*** Opening of DATA SUPPLIED ***
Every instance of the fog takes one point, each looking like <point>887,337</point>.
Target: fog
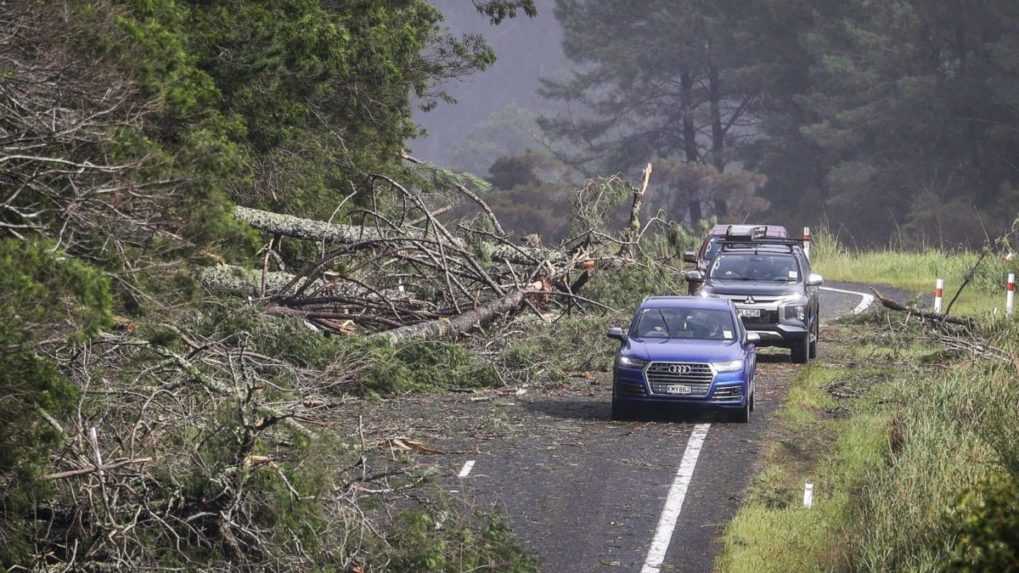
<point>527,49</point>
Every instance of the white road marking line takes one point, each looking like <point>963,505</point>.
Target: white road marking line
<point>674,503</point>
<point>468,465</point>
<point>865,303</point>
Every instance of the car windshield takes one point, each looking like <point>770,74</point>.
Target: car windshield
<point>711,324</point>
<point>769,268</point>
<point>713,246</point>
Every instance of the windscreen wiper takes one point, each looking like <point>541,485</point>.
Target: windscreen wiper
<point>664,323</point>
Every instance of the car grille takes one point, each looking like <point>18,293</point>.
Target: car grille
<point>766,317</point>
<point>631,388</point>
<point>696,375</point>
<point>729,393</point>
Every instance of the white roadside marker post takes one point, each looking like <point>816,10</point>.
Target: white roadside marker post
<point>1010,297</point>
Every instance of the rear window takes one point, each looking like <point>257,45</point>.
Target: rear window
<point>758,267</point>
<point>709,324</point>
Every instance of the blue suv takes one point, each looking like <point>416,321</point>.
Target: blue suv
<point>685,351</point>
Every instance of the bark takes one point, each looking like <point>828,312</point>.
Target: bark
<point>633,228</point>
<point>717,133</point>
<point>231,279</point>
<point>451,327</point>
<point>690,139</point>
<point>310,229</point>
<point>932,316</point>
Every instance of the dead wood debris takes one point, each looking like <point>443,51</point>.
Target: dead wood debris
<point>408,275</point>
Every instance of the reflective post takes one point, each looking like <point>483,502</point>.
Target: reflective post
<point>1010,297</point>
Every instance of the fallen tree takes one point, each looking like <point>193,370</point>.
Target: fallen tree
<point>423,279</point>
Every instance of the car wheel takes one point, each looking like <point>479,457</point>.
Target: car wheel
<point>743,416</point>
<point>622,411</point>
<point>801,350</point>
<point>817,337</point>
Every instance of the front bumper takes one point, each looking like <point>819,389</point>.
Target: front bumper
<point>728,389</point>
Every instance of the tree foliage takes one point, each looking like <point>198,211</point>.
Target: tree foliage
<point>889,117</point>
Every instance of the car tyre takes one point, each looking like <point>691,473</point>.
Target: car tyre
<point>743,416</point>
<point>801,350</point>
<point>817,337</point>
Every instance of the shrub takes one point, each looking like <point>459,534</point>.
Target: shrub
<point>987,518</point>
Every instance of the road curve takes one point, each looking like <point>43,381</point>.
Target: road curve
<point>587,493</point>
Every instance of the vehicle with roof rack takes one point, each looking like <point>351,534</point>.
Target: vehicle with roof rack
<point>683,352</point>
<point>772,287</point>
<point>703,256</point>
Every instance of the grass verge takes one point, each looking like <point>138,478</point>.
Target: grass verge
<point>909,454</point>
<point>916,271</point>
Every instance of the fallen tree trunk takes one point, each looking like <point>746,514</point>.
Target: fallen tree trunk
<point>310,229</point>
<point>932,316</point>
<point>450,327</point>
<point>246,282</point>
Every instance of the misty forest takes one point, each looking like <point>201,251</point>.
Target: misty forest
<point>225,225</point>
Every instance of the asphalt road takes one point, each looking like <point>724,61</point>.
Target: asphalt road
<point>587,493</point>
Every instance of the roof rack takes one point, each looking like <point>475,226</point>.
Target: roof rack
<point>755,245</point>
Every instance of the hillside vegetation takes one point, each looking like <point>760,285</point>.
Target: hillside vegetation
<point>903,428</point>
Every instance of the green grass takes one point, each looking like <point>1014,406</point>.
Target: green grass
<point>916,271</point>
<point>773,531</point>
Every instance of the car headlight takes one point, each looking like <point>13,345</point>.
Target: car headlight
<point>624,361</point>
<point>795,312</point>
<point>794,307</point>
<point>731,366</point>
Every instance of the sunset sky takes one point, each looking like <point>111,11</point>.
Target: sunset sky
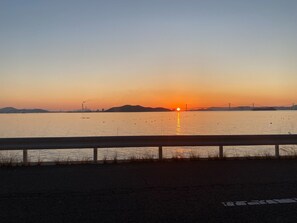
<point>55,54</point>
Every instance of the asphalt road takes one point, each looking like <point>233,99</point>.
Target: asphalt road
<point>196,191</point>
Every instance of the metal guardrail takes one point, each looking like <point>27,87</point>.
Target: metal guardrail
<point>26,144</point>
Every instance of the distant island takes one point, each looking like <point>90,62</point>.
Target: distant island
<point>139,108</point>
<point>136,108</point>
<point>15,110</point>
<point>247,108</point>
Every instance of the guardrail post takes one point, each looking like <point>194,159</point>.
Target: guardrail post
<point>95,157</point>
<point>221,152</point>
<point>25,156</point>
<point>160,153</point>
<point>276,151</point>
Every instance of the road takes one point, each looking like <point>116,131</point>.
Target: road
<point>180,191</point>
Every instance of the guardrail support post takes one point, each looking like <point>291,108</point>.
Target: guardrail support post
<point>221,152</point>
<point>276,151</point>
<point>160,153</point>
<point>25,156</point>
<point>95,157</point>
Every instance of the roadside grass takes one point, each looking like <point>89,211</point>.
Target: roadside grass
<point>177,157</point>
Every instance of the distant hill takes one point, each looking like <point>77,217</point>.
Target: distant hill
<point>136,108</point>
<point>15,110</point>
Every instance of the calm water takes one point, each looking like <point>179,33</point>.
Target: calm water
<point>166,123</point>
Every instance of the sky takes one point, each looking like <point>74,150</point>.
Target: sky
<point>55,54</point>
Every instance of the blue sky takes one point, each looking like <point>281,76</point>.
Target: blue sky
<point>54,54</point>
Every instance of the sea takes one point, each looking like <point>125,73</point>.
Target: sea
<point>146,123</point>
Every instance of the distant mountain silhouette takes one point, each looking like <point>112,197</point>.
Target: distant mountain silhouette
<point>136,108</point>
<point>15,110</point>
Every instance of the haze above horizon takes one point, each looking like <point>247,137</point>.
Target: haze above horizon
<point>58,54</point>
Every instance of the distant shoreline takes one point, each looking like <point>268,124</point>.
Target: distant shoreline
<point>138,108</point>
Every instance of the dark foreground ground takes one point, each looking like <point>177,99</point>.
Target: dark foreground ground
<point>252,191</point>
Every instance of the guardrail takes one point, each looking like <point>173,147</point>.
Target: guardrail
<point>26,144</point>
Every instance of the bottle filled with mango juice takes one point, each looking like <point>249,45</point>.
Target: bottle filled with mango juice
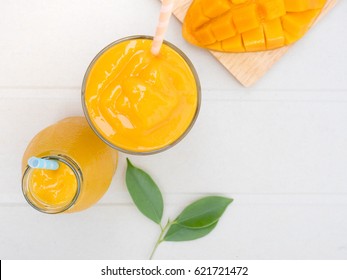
*** Close of DATA SUPPLIED ***
**WORK REQUEST:** Nothing should appear in the answer except the lines above from the line with "Target: white road marking line" through the line with "Every instance of the bark", both included, written out exactly.

**ANSWER AREA:**
Target: white road marking line
<point>674,503</point>
<point>468,465</point>
<point>865,303</point>
Every instance of the car windshield takes one point, each looking like <point>770,74</point>.
Target: car windshield
<point>711,324</point>
<point>769,268</point>
<point>713,246</point>
Every instance of the windscreen wiper takes one point, each looking like <point>541,485</point>.
Target: windscreen wiper
<point>664,323</point>
Every instance of the car grille takes one point, each looking like <point>18,293</point>.
Target: car grille
<point>766,317</point>
<point>631,388</point>
<point>696,375</point>
<point>729,393</point>
Every instance of the white roadside marker post takes one point, each looking like <point>816,10</point>.
Target: white roadside marker post
<point>1010,297</point>
Every instance of the rear window takes one point, each looking like <point>257,45</point>.
Target: rear window
<point>758,267</point>
<point>709,324</point>
Every instance of the blue suv takes one point, each looking like <point>416,321</point>.
Target: blue suv
<point>685,351</point>
Every instance of the bark takes one point, each looking like <point>828,312</point>.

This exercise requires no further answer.